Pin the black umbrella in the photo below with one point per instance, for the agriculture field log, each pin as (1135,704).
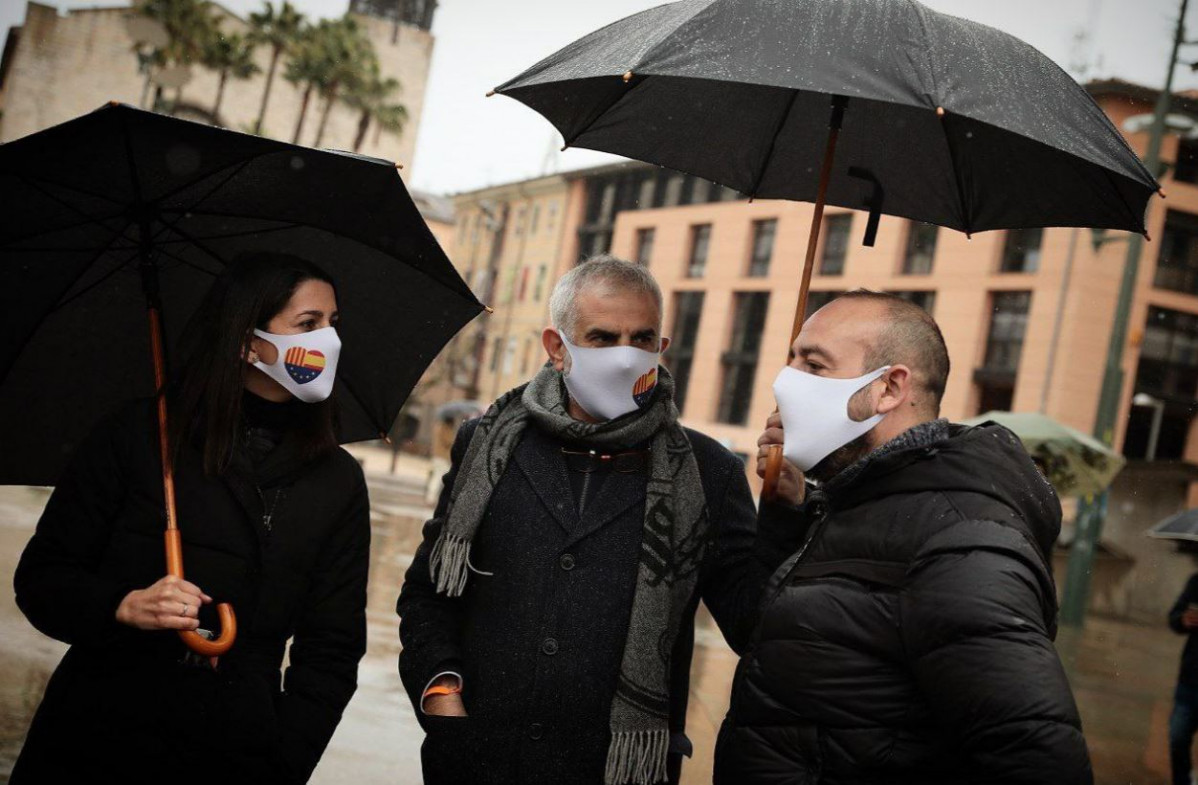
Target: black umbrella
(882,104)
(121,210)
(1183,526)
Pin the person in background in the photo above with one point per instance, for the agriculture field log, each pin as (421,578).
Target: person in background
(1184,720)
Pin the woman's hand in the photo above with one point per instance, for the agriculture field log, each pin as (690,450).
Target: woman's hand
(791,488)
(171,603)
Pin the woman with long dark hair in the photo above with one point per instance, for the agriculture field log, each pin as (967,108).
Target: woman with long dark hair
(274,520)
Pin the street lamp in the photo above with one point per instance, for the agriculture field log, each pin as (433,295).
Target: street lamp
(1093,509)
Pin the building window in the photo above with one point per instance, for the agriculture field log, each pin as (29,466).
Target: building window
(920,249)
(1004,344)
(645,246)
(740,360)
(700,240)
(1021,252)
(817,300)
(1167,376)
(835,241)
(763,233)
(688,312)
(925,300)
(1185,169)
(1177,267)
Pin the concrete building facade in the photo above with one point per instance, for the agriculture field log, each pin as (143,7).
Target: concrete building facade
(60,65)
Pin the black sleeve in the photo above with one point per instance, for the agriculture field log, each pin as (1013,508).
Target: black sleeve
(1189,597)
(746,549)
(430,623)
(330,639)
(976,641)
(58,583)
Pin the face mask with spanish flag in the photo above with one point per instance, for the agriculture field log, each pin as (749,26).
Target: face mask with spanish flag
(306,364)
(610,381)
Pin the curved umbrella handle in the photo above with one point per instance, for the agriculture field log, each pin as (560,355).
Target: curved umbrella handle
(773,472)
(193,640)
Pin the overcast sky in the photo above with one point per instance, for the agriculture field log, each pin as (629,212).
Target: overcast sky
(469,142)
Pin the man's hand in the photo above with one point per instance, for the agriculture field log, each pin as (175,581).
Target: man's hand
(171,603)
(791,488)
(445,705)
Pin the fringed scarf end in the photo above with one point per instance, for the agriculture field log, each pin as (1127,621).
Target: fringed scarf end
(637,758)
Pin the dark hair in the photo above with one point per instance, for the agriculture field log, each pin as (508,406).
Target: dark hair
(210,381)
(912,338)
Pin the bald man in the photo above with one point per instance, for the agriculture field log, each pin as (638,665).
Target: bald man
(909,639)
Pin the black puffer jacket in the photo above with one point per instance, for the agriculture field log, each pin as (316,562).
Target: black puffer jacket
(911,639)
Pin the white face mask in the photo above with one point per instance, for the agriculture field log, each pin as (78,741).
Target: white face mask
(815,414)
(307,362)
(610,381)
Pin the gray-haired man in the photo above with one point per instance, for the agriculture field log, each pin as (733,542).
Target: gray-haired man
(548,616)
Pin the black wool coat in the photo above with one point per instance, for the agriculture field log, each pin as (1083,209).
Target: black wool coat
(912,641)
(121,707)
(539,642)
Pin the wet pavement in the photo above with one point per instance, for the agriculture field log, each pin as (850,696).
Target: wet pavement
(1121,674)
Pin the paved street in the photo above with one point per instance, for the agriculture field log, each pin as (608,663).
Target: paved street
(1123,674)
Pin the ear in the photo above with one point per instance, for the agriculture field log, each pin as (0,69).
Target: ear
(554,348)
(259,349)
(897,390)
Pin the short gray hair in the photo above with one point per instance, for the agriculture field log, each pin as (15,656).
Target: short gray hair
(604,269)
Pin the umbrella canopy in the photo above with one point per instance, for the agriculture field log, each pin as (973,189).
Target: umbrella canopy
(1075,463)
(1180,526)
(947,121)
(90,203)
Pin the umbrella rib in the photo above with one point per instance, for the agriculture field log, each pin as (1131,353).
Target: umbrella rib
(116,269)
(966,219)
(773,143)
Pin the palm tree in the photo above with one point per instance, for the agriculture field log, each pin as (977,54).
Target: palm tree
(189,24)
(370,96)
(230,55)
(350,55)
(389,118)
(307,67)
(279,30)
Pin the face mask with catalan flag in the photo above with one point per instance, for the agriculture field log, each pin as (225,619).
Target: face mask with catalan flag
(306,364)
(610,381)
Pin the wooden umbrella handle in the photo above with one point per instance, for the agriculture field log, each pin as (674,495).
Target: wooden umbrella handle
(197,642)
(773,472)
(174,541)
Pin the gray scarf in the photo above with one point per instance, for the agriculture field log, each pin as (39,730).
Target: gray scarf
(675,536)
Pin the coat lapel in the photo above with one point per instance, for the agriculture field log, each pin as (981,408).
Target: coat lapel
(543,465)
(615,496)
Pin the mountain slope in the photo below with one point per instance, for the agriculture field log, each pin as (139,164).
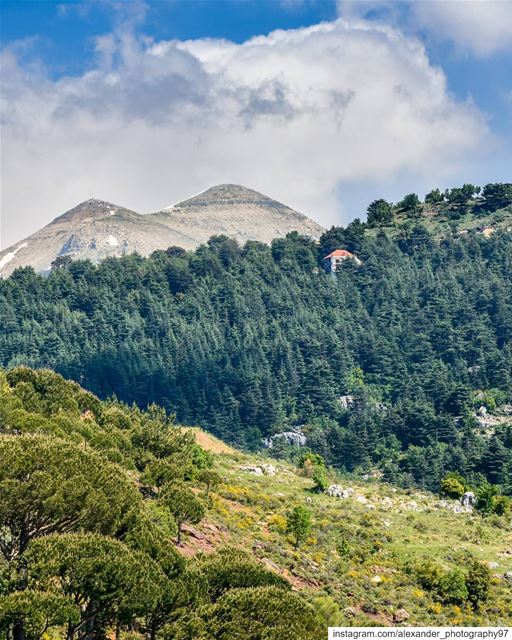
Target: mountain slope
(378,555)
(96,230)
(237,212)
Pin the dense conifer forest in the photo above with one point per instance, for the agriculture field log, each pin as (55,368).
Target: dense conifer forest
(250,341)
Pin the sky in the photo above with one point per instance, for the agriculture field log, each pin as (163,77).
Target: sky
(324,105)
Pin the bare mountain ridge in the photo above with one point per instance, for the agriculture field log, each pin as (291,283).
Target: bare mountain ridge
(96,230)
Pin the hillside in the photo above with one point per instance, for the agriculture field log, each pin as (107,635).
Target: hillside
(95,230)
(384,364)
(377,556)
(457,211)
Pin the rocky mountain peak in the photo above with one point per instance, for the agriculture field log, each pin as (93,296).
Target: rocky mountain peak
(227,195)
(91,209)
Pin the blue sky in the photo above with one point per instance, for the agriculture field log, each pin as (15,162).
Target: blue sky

==================================================

- **DESCRIPTION OF THE TASK**
Reproduce all the entries that precede this task, word for word, minus any pictures.

- **ANSWER TO THIS TASK**
Pin the black umbrella in the photo below with one point per instance, for the agriculture field log, each pin as (1135,704).
Target: black umbrella
(882,104)
(121,210)
(1183,526)
Pin the person in background in the photo above with one point per instance, for the agriculture field log, each pin as (421,578).
Target: person in background
(1184,720)
Pin the woman's hand in the photo above with one point per instance, for the agriculture field log, each pin as (690,450).
Target: woman's hand
(791,488)
(171,603)
Pin the woman with long dark hair in the photo above with one point per instance, for the agriculture field log, each pin as (967,108).
Target: woman with long dark hair
(274,520)
Pin the street lamp in the photo above with one point per instance, for the agriculture field log, each pin as (433,295).
Target: street lamp
(1093,509)
Pin the building window in the photo above with one point per instance, for the agriculture field log, each pin as (29,466).
Target: building window
(920,249)
(1004,344)
(645,246)
(740,360)
(700,240)
(1021,252)
(817,300)
(1167,376)
(835,241)
(763,233)
(688,312)
(925,300)
(1185,169)
(1177,267)
Pin the concrete building facade in the photo above with one point per instance, for the agriculture field log, each pin as (143,7).
Target: concrete building facade
(60,65)
Pin the black sleeve in the photo above with one point per instance, for the agriculture field log, each pin as (1013,508).
Target: black sleeve
(1189,597)
(746,549)
(430,623)
(330,639)
(976,641)
(58,583)
Pin the face mask with spanish flag in the photo above with one point per instance, for the agriculture field log, each pin as (749,26).
Target: face mask with spanish flag
(306,364)
(610,381)
Pin the curved umbrella handle in the photo above with one point per instance, for the agriculture field log, each pin as (560,355).
Target: curved umbrella handle
(773,472)
(193,640)
Pin the overcast sky in the photo above with one point per instance, for the agriculture field log, each pin as (629,212).
Target: overcast sky
(469,142)
Pin the man's hand in the photo above with one point per instance, for the agriculture field log, each pin as (175,581).
Target: man's hand
(171,603)
(791,488)
(445,705)
Pin the fringed scarf end in the photo above with one point per instance, for the agriculture field log, each pin as (1127,621).
Target: fringed scarf end
(637,758)
Pin the dark hair in the photo above with one point per instance, for the agriculture field log, each pin as (508,406).
Target: dark hair
(210,381)
(912,338)
Pin the bald man in the photo above with one point per instance, for the agriculture field log, each pin as (638,665).
Target: bald man
(909,639)
Pin the black puffer jacket in the photo above with one point per instance, for the agriculture field log, each pin as (316,562).
Target: black puffer jacket
(911,639)
Pin the white face mask in the photo above with one point per instance, for the agriculture field log, each pin as (78,741).
Target: white face mask
(815,414)
(307,362)
(610,381)
Pin the gray-haired man in the photo above with one point per instance, for the agriculture field log, each pin as (733,542).
Target: gray-haired man
(548,616)
Pin the black wool coat in the photo above with one point per instance, for the agriculture field log, each pin as (1083,209).
Target: black wool coat
(912,641)
(121,707)
(539,642)
Pin the wet pavement in the photo above with one point per instance, for the agriculture field log, each pin as (850,696).
Target: wet pavement
(1121,674)
Pin the paved street in the photo above with one point per instance, for the agriculture field log, each pin as (608,663).
Target: paved street
(1123,674)
Pin the ear in the photo above with one point per instance, for the agriculture field log, each pin as (0,69).
Target: ear
(554,348)
(259,349)
(897,390)
Pin the short gray hair in the photo above with one point per instance, for the agriculture field log, each pin as (15,656).
Target: short gray hair
(604,269)
Pin the umbrella canopy in the photo above with one point per instance, for the agriculture field log, each pin as (973,189).
Target: umbrella canopy
(1075,463)
(1180,526)
(947,121)
(90,203)
Pin the umbrella rib in the photo above with one point per instance, for the agriculture field log, each pin as (1131,353).
Target: umbrella rib
(116,269)
(966,219)
(773,143)
Pin the palm tree in the photo above with one point per instance, for the agriculture field log, each pin as (977,54).
Target: palm tree
(189,24)
(370,96)
(230,55)
(350,55)
(389,118)
(307,67)
(279,30)
Pin the face mask with catalan flag in the photo above with one point per instance, for the agriculture field log, each pin as (225,619).
Target: face mask with catalan flag
(306,364)
(610,381)
Pin the wooden umbrella handle in the photo above with one point per instance, for the agriculture field log, each pin as (674,495).
Target: wooden umbrella handle
(197,642)
(773,472)
(174,541)
Pin the gray scarf in the photo above with one point per instance, for the agriculture field log, each pin as (39,730).
Target: gray scarf
(675,536)
Pin the coat lapel in the photo above with one point per instance, for the agriculture field log, each pin as (981,408).
Target: coat lapel
(543,465)
(615,496)
Pin the mountain slope in the photo below with one point per instance, for the agriculture field log, each pin as (139,164).
Target: mountain slope
(378,555)
(96,230)
(237,212)
Pin the dense conifer forest in the photo above with one point per instance, for the agriculture field log, each pin as (55,368).
Target: dense conifer forest
(250,341)
Pin the sky in the photo above with one point per instance, for the agriculture field log, each pin as (163,77).
Target: sky
(324,105)
Pin the bare mountain ridge in the photo above with one point per instance, for the agriculture field log, each pin as (291,283).
Target: bare mountain ridge
(96,230)
Pin the hillside in the photo above with one point per instance, for the agriculture field log, each pin as (107,635).
Target: hillside
(95,230)
(384,364)
(377,556)
(457,211)
Pin the rocky mountain peak in the photo above with one point per instance, for the agriculture field log, each pin as (93,296).
Target: rocky mountain peak
(227,195)
(91,209)
Pin the blue sky in the photo above with one point per instance, for the agriculture field log, each pin as (15,162).
Target: blue sky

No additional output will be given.